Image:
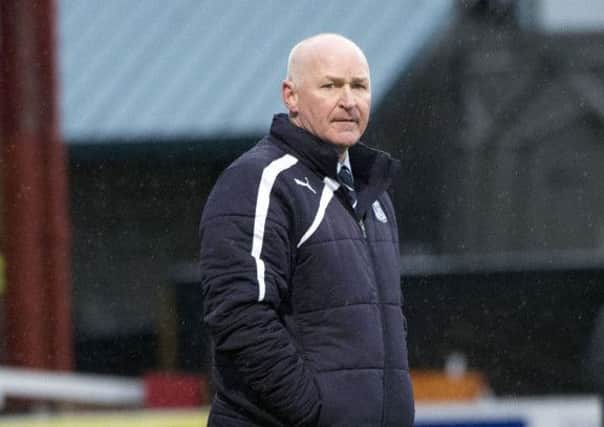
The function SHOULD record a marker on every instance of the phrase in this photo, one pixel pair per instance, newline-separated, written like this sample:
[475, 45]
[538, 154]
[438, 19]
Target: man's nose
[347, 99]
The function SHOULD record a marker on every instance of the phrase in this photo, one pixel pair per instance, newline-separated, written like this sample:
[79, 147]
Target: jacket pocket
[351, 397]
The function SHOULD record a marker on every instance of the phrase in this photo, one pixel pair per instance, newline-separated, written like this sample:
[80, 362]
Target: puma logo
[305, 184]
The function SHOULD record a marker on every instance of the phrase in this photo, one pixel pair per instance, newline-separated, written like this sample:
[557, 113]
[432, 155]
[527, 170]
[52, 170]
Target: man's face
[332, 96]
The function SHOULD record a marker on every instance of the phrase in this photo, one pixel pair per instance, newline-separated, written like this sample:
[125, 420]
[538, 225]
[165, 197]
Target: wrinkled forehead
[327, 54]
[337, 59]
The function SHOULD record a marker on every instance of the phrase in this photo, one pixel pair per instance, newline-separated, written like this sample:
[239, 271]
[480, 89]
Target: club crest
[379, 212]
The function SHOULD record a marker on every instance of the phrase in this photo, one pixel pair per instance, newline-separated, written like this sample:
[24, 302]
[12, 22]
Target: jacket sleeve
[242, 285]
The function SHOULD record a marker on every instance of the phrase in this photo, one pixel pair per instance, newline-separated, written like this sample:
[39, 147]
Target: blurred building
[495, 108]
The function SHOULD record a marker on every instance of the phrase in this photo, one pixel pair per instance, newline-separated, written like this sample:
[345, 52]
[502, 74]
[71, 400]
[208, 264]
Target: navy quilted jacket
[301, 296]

++++++++++

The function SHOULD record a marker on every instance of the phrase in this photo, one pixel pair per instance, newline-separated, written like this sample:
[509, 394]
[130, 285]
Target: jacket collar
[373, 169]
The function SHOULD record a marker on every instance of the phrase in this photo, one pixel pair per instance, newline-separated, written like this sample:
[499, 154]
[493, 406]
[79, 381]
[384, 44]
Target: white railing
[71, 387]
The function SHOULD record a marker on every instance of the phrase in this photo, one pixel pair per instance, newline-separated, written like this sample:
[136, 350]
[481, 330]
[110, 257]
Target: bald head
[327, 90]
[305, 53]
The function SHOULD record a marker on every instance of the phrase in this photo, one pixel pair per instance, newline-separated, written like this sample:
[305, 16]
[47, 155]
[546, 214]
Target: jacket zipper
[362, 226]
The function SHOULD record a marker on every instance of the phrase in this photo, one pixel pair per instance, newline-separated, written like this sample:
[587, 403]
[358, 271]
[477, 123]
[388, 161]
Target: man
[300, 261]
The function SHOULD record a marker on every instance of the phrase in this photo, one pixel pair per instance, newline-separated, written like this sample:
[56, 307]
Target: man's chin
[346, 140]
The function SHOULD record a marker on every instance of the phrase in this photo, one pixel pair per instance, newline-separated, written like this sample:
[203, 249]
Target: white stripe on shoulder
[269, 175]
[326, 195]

++++++++++

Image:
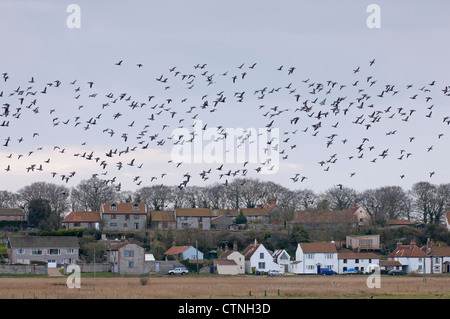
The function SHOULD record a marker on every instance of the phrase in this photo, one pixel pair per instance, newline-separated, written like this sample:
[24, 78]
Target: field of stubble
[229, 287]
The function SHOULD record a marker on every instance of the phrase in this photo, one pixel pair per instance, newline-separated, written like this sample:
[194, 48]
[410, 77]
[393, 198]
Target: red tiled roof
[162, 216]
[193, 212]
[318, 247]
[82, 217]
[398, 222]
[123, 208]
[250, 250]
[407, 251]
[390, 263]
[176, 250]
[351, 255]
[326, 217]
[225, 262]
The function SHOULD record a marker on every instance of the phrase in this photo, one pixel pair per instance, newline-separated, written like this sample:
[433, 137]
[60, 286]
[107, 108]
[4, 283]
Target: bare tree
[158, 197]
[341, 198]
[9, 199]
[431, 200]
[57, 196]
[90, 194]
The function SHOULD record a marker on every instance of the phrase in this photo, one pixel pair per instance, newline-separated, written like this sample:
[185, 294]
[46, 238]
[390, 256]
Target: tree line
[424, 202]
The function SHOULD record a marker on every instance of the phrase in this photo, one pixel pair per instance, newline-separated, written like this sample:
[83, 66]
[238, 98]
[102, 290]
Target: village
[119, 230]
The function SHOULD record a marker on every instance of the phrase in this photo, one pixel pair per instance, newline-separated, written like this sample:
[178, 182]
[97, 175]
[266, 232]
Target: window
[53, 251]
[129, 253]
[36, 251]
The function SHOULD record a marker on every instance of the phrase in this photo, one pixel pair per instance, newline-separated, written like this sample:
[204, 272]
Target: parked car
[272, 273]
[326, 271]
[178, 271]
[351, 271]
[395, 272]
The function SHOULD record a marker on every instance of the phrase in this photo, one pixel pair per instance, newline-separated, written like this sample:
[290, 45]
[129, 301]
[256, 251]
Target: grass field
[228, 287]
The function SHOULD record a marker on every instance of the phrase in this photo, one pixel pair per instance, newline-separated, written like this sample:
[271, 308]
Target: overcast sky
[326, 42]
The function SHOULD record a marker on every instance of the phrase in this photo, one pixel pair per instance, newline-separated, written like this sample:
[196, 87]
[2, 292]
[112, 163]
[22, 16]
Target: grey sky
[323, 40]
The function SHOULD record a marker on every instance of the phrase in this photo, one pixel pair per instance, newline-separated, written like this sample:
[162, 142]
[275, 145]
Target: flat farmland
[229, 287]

++++++++++

# Required work
Find every line in the records that contains the word "field", and copy each of those lines.

# Written response
Target: field of stubble
Target: grass field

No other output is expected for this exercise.